• _TRY IT_
Through the last line of the entries, please copy every line exactly, starting with the one that contains "Point out the snow-covered roof".

INFORMATION: Begin

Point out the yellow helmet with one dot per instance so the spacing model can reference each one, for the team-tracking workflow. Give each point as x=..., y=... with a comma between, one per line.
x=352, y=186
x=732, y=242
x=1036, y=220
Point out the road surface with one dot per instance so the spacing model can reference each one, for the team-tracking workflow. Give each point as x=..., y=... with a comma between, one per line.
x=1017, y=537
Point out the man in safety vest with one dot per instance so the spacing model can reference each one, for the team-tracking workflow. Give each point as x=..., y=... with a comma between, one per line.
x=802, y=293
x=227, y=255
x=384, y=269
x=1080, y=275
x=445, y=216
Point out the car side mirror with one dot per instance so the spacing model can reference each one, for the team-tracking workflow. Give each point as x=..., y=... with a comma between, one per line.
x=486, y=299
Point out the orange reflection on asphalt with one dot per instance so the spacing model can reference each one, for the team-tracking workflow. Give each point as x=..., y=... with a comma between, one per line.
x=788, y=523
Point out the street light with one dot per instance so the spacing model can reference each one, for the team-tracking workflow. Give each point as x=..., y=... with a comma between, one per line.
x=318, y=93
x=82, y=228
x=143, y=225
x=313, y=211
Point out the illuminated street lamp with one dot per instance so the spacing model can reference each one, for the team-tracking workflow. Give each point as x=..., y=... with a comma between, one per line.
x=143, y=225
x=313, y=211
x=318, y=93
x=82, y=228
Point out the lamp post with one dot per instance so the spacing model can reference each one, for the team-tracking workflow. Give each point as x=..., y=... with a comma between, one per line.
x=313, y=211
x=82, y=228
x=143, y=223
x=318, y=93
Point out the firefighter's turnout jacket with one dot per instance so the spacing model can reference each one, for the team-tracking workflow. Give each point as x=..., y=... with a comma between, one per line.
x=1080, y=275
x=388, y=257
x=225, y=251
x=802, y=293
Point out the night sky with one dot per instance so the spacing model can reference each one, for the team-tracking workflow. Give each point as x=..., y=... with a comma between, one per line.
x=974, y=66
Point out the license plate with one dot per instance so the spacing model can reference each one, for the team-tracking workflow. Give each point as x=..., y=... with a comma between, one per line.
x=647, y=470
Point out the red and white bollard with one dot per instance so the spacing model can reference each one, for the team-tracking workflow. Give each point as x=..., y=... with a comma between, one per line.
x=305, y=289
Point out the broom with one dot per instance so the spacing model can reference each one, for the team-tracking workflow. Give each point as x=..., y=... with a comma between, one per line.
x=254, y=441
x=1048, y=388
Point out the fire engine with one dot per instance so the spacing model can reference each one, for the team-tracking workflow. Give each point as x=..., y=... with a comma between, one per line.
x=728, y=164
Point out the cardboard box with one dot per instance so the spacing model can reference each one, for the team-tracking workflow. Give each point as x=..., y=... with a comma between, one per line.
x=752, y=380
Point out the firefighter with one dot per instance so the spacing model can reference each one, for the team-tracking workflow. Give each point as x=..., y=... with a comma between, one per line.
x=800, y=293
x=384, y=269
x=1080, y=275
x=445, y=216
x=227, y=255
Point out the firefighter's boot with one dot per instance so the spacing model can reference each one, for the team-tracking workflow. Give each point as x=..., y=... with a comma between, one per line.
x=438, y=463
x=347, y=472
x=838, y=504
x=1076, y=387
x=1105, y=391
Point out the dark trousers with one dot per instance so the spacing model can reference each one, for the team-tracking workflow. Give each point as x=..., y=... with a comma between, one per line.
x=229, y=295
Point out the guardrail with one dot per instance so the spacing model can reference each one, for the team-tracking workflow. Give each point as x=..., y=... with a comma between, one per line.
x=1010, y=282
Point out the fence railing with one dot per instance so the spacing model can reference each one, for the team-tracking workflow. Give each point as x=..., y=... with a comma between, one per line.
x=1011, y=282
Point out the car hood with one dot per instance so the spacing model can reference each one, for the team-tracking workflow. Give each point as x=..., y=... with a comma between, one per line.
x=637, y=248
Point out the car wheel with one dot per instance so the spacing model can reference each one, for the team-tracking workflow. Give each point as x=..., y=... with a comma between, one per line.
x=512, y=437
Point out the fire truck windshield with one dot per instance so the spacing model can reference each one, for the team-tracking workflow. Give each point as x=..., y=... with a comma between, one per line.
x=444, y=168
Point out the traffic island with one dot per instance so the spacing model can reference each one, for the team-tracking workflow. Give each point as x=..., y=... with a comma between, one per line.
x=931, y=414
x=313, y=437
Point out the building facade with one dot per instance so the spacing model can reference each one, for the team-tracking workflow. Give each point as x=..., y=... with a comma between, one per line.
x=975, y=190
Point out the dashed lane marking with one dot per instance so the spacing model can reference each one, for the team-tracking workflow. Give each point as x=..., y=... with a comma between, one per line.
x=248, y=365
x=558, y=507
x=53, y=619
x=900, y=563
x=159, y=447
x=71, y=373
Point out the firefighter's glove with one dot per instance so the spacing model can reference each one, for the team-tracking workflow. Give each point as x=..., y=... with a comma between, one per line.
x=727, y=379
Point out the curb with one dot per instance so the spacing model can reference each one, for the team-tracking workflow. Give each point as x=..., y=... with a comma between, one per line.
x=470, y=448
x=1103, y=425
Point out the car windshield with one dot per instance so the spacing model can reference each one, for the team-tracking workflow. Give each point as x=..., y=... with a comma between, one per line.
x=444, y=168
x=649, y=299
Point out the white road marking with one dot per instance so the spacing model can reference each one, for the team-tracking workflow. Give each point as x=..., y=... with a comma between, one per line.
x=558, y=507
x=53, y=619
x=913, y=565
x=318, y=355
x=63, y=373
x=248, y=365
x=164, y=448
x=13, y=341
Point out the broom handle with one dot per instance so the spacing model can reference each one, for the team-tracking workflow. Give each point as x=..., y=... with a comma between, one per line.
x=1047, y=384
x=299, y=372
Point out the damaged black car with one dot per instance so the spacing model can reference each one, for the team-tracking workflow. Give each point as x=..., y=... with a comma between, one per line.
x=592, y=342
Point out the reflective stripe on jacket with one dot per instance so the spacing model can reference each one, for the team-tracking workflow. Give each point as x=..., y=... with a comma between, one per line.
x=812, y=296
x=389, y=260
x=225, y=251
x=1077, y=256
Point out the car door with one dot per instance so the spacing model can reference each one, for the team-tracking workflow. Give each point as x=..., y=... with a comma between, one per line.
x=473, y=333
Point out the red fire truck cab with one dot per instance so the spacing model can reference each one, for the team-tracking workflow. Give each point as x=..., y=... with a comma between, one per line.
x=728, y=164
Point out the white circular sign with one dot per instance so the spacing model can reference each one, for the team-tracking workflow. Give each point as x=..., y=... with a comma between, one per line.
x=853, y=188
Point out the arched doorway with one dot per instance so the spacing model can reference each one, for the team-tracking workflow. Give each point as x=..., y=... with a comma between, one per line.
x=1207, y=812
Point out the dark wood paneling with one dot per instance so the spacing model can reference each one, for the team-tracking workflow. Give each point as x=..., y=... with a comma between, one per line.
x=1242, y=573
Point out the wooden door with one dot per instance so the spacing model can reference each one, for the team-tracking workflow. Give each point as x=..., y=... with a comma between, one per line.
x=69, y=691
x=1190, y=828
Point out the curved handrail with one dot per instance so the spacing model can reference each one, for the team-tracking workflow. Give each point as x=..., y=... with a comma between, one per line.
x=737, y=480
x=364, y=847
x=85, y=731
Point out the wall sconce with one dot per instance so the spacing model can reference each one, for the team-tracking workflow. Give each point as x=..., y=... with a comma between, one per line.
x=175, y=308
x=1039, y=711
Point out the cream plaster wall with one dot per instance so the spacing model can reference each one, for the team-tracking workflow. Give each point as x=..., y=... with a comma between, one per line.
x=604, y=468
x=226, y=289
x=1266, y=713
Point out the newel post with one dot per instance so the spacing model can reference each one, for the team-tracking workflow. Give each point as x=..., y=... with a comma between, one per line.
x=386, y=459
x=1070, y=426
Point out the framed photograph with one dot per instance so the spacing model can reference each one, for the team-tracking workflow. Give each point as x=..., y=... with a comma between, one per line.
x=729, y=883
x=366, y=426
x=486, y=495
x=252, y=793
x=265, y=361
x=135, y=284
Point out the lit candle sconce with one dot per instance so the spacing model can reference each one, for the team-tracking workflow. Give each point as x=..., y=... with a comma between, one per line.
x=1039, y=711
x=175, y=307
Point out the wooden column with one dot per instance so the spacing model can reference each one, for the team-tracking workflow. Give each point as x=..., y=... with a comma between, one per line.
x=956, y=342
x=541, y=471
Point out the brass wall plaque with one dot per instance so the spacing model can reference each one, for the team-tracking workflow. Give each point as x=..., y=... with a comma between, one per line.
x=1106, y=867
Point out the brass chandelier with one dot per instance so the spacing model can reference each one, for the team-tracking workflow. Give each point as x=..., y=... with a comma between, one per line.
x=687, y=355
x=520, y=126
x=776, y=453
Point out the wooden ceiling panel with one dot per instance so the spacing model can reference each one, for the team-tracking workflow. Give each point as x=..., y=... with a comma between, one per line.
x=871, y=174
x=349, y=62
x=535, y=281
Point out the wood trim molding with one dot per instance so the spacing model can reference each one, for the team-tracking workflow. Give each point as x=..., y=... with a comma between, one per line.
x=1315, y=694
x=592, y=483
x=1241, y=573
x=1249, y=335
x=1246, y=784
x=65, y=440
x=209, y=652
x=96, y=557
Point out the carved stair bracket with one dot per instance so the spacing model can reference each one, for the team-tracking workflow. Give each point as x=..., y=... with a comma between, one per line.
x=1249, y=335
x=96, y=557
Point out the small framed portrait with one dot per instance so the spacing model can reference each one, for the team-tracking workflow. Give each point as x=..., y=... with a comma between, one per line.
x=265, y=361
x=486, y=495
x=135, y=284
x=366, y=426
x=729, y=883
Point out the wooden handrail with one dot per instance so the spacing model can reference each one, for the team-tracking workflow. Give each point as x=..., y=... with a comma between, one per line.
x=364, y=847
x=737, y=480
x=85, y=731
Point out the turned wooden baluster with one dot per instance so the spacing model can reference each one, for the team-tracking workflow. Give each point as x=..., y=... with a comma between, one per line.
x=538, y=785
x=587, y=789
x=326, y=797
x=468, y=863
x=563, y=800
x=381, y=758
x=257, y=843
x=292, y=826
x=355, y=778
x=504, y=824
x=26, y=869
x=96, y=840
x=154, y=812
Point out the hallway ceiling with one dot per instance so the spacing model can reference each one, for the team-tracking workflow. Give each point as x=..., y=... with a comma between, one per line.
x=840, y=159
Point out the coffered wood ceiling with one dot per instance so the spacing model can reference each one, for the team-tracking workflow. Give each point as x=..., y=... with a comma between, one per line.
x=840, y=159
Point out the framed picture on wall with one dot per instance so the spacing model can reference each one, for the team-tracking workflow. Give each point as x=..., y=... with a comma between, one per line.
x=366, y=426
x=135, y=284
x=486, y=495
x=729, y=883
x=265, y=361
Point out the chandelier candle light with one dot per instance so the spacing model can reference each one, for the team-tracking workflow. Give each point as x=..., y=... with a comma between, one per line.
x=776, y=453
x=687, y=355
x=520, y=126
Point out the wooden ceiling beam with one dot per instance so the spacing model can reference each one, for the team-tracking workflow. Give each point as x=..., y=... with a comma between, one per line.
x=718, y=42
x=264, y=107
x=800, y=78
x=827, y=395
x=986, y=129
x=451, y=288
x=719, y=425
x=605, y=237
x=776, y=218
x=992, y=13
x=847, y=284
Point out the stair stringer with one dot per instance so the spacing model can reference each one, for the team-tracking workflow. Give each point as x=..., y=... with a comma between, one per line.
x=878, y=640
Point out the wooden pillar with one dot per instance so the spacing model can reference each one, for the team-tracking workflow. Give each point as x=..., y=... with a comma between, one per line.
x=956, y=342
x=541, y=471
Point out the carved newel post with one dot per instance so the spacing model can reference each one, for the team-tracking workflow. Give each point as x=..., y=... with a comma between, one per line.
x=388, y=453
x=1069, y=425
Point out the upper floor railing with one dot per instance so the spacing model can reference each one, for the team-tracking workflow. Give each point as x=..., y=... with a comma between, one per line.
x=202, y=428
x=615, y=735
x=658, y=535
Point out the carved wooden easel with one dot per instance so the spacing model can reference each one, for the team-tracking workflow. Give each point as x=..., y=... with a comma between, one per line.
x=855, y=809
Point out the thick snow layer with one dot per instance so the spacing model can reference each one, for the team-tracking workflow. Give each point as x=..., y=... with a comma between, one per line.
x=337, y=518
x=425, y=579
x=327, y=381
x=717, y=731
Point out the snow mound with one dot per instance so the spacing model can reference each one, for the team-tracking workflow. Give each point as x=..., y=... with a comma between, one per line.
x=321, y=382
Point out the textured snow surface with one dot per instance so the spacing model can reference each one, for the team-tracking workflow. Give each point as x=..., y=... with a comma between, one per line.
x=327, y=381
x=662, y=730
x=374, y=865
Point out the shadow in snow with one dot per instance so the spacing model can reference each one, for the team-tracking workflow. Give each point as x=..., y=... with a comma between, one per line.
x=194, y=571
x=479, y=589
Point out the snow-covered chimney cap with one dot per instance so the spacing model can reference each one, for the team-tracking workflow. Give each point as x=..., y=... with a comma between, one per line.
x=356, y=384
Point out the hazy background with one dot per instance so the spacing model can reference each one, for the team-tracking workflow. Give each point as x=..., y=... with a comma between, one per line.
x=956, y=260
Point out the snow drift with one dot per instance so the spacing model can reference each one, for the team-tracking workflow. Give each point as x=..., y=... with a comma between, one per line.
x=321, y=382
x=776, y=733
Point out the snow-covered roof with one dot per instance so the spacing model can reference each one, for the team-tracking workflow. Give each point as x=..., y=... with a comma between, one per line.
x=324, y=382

INFORMATION: End

• _EXERCISE SOLUTION_
Point out the snow-covered roof with one dot per instance so the spacing model can reference each one, for the team-tracking workflow. Give each point as x=..., y=... with a comma between, one per line.
x=324, y=382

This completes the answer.